:: SUPPLIED PASSAGE ::
━━━━━━━━━━━━━━━━

Incidence of small-for-gestational-age infant birthweight following early intertwin fetal growth discordance in dichorionic and monochorionic twin pregnancies.Am J Obstet Gynecol. 2022 05; 226(5):726.e1-726.e9.AJ
Serial growth scans are routinely recommended for twin pregnancies to identify fetal growth restriction (defined as an estimated fetal weight of <10th percentile), which can result in increased perinatal morbidity and mortality. However, the clinical significance of early intertwin growth discordance in the absence of fetal growth restriction remains unclear.
This study aimed to compare the rates of small-for-gestational-age infants among twin pregnancies with intertwin growth discordance in the absence of fetal growth restriction with that among twin pregnancies with concordant, normal growth identified by ultrasound between 24 0/7 and 31 6/7 weeks' gestation.
This was a retrospective cohort study of twin deliveries at a single hospital from 2010 to 2019. Pregnancies without fetal growth restriction were categorized as discordant or concordant using the earliest prenatal growth ultrasound between 24 0/7 and 31 6/7 weeks' gestation. Discordance was defined as an estimated fetal weight difference of ≥18% between twins. Pregnancies with major fetal anomalies, no growth ultrasound between 24 0/7 and 31 6/7 weeks' gestation, or twin-twin transfusion syndrome were excluded. The cohort was stratified by chorionicity. Our primary outcome was small-for-gestational-age defined as <10th percentile per the Fenton growth curve at delivery. Secondary outcomes included gestational age at delivery, mode of delivery, neonatal intensive care unit admission, length of stay, and neonatal complications and placental pathology.

━━━━━━━━━━━━━━━━

:: BRIEF 1 ::
According to the twin growth study abstract, what difference in estimated fetal weight between twins counted as discordance?
:: BRIEF 2 ::
Reproduce from the twin growth study abstract the stretch from "This was a retrospective" through "and placental pathology.".

━━━━━━━━━━━━━━━━

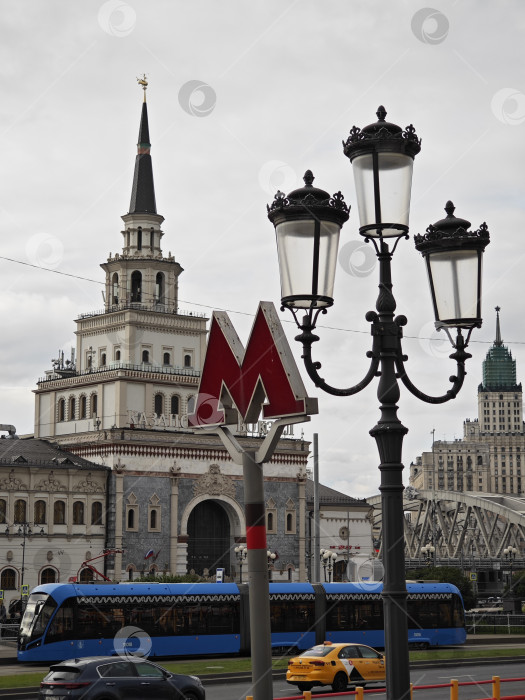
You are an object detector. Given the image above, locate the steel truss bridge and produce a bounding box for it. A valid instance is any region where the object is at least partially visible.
[366,486,525,571]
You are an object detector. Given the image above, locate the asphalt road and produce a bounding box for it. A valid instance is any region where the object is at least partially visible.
[0,661,525,700]
[206,662,525,700]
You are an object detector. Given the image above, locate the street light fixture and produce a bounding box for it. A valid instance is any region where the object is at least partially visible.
[319,549,337,583]
[4,522,46,598]
[266,550,277,581]
[503,545,518,596]
[234,544,248,583]
[268,107,489,700]
[421,543,436,566]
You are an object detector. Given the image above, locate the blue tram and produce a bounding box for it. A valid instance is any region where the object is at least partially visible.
[18,582,466,663]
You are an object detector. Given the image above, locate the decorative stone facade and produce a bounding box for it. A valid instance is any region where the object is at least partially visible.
[0,438,109,607]
[25,91,371,581]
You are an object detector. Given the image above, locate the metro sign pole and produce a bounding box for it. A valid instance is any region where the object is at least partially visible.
[189,302,318,700]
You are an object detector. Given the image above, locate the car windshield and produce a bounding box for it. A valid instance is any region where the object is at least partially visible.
[300,645,334,656]
[44,666,81,682]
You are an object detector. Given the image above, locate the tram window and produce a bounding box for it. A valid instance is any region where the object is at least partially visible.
[326,600,383,631]
[45,598,75,643]
[47,600,240,641]
[270,600,315,632]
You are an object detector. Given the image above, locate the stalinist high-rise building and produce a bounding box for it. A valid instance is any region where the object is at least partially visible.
[29,85,371,581]
[410,306,525,495]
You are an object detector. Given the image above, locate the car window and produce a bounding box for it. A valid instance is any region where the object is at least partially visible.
[133,661,164,678]
[44,666,81,681]
[338,647,359,659]
[299,644,334,656]
[97,661,136,678]
[359,646,379,659]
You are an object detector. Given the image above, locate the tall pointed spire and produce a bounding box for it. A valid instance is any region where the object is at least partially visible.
[479,306,521,391]
[494,306,503,347]
[128,76,157,214]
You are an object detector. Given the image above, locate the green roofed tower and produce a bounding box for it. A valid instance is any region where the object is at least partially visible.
[478,306,523,435]
[480,306,521,391]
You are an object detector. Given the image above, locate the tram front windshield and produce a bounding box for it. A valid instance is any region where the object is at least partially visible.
[18,593,57,648]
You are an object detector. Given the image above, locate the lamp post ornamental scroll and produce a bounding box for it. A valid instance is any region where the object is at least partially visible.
[268,107,489,700]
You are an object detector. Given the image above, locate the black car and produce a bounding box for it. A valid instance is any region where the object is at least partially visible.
[38,656,206,700]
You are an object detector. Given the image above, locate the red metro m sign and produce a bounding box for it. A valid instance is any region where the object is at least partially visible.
[188,301,318,427]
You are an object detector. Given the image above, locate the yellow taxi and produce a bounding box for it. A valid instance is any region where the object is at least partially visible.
[286,642,385,693]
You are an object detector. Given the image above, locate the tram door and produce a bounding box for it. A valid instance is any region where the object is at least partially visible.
[188,501,230,576]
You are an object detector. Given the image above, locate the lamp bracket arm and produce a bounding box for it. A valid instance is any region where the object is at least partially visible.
[395,330,472,404]
[302,345,380,396]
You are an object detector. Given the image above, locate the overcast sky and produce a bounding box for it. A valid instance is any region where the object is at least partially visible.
[0,0,525,497]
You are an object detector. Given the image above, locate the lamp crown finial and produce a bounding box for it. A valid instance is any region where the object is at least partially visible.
[303,170,315,187]
[445,199,456,216]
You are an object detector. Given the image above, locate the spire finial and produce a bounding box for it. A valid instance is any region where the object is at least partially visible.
[494,306,503,345]
[137,73,148,102]
[445,199,456,217]
[303,170,315,187]
[376,105,386,122]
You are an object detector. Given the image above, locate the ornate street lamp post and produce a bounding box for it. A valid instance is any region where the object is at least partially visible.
[4,522,46,605]
[319,549,337,583]
[266,550,277,581]
[503,545,518,597]
[421,543,436,566]
[268,107,489,700]
[234,544,248,583]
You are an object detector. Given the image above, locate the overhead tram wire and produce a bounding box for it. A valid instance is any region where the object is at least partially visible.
[0,255,508,345]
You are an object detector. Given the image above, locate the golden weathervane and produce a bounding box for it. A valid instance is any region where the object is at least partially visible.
[137,73,148,102]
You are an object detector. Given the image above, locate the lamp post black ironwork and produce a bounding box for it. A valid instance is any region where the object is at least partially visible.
[319,549,337,583]
[234,544,248,583]
[268,107,489,700]
[4,522,46,598]
[503,545,518,597]
[266,550,277,581]
[421,543,436,566]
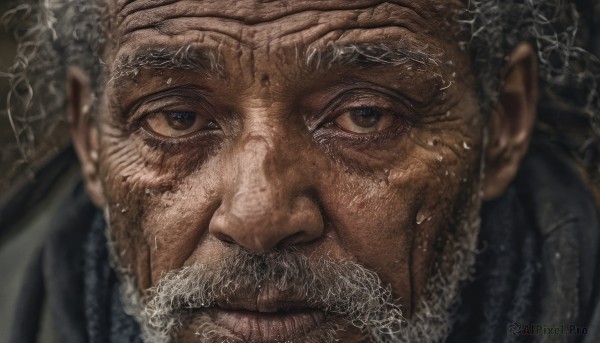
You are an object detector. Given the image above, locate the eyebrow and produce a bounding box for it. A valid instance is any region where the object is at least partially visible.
[111,45,226,80]
[303,42,437,72]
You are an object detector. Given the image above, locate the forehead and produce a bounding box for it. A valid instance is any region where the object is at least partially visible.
[109,0,461,69]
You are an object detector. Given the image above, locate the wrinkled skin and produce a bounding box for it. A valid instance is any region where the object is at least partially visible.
[72,0,536,342]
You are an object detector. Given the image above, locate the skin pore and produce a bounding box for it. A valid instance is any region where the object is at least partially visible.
[68,0,536,342]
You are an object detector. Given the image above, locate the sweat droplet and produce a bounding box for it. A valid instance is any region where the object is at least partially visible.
[417,213,431,225]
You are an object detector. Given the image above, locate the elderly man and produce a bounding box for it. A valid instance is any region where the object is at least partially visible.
[1,0,600,343]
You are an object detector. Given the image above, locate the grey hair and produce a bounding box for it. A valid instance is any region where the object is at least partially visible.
[0,0,600,184]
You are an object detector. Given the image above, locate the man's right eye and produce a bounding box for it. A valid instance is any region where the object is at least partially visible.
[144,111,219,138]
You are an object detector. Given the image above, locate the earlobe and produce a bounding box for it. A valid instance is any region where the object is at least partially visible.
[67,67,105,208]
[483,43,538,200]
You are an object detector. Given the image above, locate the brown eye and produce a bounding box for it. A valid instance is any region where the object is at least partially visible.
[145,111,219,138]
[334,107,396,133]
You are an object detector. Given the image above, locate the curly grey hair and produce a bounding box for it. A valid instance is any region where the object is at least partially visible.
[3,0,600,185]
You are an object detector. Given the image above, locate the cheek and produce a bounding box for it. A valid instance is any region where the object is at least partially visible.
[323,128,479,311]
[100,126,219,289]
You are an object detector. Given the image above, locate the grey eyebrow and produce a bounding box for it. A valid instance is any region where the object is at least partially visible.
[304,42,437,71]
[111,45,226,80]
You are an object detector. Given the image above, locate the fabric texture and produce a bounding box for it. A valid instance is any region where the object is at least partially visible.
[5,140,600,343]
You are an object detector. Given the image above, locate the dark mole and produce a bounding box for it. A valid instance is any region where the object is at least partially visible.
[260,74,269,87]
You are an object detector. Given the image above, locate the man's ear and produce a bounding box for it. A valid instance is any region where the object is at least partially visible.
[483,43,538,200]
[67,67,104,208]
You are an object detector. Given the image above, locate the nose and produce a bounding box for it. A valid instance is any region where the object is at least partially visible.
[209,136,324,252]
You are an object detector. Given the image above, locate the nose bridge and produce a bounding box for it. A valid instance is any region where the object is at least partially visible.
[209,127,323,251]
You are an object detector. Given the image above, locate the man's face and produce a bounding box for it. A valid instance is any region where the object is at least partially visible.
[98,0,482,342]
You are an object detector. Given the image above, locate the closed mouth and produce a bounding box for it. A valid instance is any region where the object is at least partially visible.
[211,307,326,343]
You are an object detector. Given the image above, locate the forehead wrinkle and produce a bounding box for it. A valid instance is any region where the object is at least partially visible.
[111,45,226,80]
[119,1,431,46]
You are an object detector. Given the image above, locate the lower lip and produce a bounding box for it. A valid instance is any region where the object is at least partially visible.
[213,309,325,342]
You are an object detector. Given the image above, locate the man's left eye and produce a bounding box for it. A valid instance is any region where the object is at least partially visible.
[333,107,396,134]
[144,111,219,138]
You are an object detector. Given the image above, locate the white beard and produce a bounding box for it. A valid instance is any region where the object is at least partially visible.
[105,188,481,343]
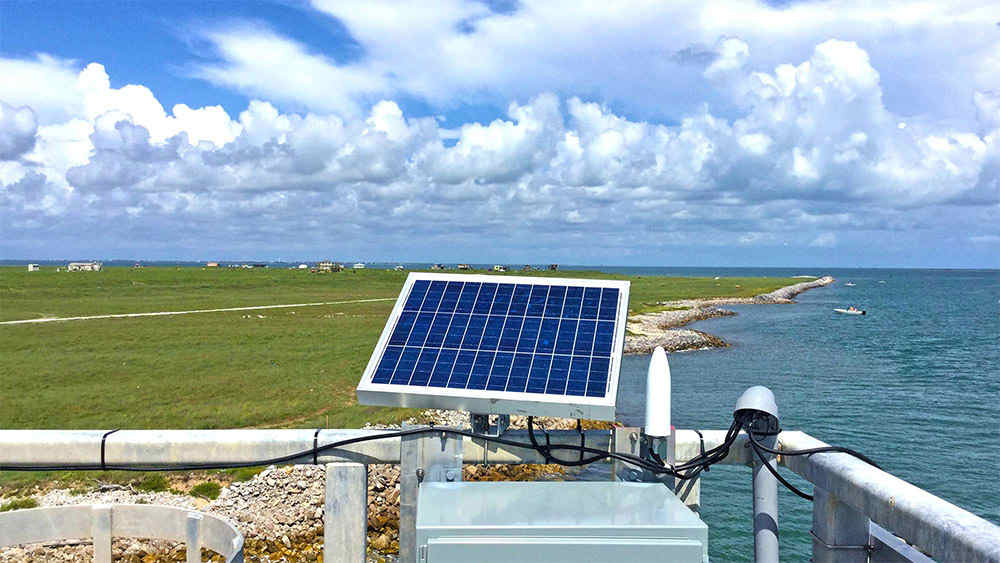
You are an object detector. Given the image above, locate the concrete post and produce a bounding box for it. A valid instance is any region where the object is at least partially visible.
[399,425,423,563]
[323,463,368,563]
[184,512,201,563]
[753,436,778,563]
[90,504,111,563]
[812,487,870,563]
[733,385,780,563]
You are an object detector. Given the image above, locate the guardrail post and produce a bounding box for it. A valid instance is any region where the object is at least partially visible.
[185,512,201,563]
[399,424,423,563]
[323,463,368,563]
[812,487,870,563]
[90,504,111,563]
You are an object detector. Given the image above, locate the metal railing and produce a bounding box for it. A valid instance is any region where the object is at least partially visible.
[0,428,1000,562]
[0,504,243,563]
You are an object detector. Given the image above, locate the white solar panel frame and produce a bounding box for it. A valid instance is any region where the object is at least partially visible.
[357,272,630,421]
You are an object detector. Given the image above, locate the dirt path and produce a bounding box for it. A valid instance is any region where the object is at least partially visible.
[0,297,396,325]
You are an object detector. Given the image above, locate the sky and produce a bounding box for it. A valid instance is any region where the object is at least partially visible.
[0,0,1000,268]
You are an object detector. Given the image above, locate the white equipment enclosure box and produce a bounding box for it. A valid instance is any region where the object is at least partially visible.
[417,481,708,563]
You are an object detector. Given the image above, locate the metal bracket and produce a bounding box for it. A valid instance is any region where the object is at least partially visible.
[809,530,878,553]
[469,413,510,437]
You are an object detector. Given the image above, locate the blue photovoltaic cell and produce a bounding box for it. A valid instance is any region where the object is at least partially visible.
[372,280,620,397]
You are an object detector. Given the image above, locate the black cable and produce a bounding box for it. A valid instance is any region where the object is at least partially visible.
[101,428,121,471]
[0,428,672,473]
[748,433,813,502]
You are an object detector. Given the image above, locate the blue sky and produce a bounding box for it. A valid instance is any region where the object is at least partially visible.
[0,0,1000,267]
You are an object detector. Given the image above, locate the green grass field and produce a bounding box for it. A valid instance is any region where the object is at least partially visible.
[0,267,797,428]
[0,267,801,493]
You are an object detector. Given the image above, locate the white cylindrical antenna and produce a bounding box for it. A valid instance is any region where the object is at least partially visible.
[645,346,670,438]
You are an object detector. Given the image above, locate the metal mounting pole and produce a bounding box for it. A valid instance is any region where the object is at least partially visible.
[733,385,779,563]
[399,424,463,563]
[753,430,778,563]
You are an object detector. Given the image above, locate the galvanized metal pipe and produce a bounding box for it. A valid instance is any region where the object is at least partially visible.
[0,429,1000,561]
[0,429,611,467]
[323,463,368,563]
[753,436,779,563]
[778,432,1000,562]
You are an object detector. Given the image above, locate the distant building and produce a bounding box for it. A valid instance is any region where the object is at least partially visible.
[316,260,344,272]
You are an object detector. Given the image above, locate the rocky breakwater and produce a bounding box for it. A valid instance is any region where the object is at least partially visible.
[625,276,834,354]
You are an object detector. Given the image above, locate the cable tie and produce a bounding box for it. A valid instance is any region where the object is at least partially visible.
[694,430,711,473]
[101,428,121,471]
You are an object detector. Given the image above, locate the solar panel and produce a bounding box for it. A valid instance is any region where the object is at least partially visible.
[358,273,629,420]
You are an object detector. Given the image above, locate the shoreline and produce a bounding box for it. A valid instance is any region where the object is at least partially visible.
[624,276,834,354]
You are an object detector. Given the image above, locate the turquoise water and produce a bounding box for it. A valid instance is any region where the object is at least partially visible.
[588,268,1000,561]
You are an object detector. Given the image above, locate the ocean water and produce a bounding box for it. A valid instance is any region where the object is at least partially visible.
[583,268,1000,561]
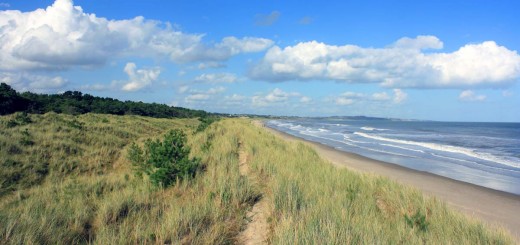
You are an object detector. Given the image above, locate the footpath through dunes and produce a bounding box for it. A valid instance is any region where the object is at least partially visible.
[0,113,513,244]
[238,141,269,245]
[257,121,520,243]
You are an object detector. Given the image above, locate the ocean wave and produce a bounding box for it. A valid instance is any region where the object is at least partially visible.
[300,131,416,158]
[354,132,520,168]
[361,126,388,131]
[381,144,424,153]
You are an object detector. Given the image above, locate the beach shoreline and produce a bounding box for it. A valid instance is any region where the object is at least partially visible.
[257,121,520,242]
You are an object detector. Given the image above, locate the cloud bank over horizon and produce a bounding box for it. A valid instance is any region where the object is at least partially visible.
[249,36,520,88]
[0,0,520,120]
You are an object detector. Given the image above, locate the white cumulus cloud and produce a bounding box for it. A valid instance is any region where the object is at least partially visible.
[329,89,408,105]
[184,87,226,103]
[249,36,520,88]
[195,73,238,83]
[459,90,487,102]
[251,88,310,107]
[122,62,161,92]
[0,72,69,93]
[0,0,273,70]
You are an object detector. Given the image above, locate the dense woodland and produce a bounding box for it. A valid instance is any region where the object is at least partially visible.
[0,83,209,118]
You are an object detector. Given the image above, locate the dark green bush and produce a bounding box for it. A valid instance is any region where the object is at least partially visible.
[128,129,200,187]
[404,210,430,232]
[195,117,219,133]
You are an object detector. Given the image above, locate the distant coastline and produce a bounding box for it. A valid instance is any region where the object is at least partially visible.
[264,121,520,241]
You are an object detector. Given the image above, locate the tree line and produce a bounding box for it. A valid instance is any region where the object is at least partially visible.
[0,83,209,118]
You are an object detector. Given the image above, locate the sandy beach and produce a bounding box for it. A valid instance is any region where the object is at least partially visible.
[265,121,520,240]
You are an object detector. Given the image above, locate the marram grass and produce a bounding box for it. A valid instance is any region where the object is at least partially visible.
[0,113,513,244]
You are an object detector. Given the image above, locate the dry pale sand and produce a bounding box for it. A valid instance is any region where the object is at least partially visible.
[265,122,520,243]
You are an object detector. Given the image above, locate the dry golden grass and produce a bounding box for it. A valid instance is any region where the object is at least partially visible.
[0,113,513,244]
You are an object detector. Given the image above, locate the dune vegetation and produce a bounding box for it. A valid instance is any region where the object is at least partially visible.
[0,113,513,244]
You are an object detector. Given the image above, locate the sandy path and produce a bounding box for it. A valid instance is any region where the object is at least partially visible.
[257,123,520,241]
[238,141,269,245]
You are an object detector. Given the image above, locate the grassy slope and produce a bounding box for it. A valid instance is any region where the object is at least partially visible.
[226,118,512,244]
[0,114,512,244]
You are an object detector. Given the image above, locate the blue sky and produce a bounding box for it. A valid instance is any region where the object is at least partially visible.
[0,0,520,122]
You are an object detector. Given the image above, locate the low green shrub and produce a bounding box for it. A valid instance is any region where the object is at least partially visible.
[128,129,200,187]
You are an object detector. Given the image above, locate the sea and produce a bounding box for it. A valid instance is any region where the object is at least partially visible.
[266,117,520,195]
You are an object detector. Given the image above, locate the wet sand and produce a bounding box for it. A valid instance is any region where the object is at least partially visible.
[258,122,520,240]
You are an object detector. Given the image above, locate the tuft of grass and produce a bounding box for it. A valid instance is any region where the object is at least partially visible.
[0,113,259,244]
[226,119,513,244]
[0,116,513,244]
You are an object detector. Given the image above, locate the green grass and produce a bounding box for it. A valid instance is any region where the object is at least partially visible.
[0,113,258,244]
[225,120,513,244]
[0,113,513,244]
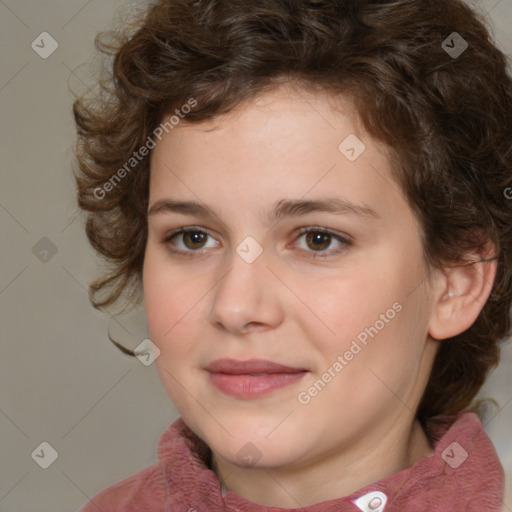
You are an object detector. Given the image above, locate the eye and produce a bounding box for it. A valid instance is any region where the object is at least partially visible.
[163,226,218,254]
[162,226,351,258]
[297,227,351,258]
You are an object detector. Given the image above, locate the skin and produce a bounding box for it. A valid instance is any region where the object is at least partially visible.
[143,86,493,508]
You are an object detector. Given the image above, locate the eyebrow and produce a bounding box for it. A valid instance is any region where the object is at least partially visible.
[148,197,381,224]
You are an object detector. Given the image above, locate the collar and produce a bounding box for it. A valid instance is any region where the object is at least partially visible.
[158,412,504,512]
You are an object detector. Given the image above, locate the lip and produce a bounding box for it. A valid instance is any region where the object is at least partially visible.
[205,359,308,398]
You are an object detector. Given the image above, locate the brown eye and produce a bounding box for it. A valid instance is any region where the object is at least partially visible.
[162,228,218,255]
[297,228,352,258]
[306,231,332,250]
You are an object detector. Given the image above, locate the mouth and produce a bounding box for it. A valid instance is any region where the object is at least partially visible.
[205,359,308,398]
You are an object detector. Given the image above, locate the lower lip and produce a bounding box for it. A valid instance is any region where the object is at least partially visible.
[210,371,307,398]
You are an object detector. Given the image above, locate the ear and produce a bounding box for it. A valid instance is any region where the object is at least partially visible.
[428,242,497,340]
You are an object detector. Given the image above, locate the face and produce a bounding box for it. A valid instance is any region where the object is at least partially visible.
[143,84,440,468]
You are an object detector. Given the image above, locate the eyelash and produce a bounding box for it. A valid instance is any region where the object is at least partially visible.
[162,226,352,259]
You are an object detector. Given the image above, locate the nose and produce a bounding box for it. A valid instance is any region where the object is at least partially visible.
[208,244,285,335]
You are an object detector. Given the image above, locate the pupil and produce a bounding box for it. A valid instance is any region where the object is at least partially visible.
[310,232,329,249]
[187,231,204,248]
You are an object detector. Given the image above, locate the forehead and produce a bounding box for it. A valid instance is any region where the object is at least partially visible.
[150,87,412,226]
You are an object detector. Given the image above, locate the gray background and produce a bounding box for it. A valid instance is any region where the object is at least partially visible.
[0,0,512,512]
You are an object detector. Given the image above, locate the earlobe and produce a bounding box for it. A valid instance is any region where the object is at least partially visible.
[429,247,497,340]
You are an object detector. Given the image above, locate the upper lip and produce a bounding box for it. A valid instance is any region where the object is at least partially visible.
[205,359,306,375]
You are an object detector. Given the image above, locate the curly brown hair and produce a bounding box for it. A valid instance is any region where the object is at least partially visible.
[73,0,512,422]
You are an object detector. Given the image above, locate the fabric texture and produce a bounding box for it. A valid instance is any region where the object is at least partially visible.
[79,412,504,512]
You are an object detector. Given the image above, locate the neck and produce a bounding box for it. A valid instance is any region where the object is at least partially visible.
[212,421,433,508]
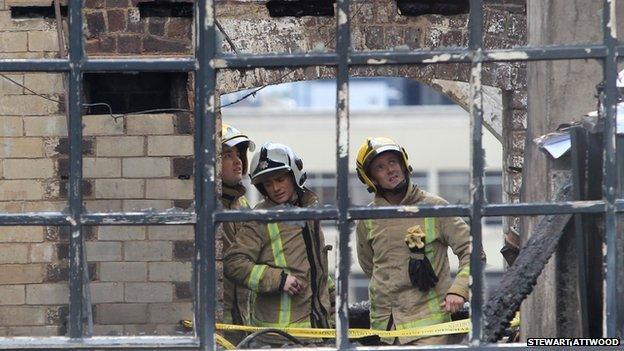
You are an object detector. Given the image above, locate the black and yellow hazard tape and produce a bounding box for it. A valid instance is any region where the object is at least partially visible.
[189,313,520,350]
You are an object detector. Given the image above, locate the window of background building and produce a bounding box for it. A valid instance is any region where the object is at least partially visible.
[306,172,428,206]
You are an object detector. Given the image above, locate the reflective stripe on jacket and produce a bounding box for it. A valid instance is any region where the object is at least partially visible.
[357,185,470,343]
[224,189,330,336]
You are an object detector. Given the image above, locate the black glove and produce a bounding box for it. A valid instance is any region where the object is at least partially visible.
[405,225,438,292]
[408,253,438,292]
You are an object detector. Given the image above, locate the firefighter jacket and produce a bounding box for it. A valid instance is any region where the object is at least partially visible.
[357,184,471,344]
[224,189,330,334]
[218,184,250,325]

━━━━━━━━━━━━━━━━

:: FINAL ANSWER 1 ::
A difference of 18% or more.

:: FINAL ANSWER 2 ::
This was a retrospective cohort study of twin deliveries at a single hospital from 2010 to 2019. Pregnancies without fetal growth restriction were categorized as discordant or concordant using the earliest prenatal growth ultrasound between 24 0/7 and 31 6/7 weeks' gestation. Discordance was defined as an estimated fetal weight difference of ≥18% between twins. Pregnancies with major fetal anomalies, no growth ultrasound between 24 0/7 and 31 6/7 weeks' gestation, or twin-twin transfusion syndrome were excluded. The cohort was stratified by chorionicity. Our primary outcome was small-for-gestational-age defined as <10th percentile per the Fenton growth curve at delivery. Secondary outcomes included gestational age at delivery, mode of delivery, neonatal intensive care unit admission, length of stay, and neonatal complications and placental pathology.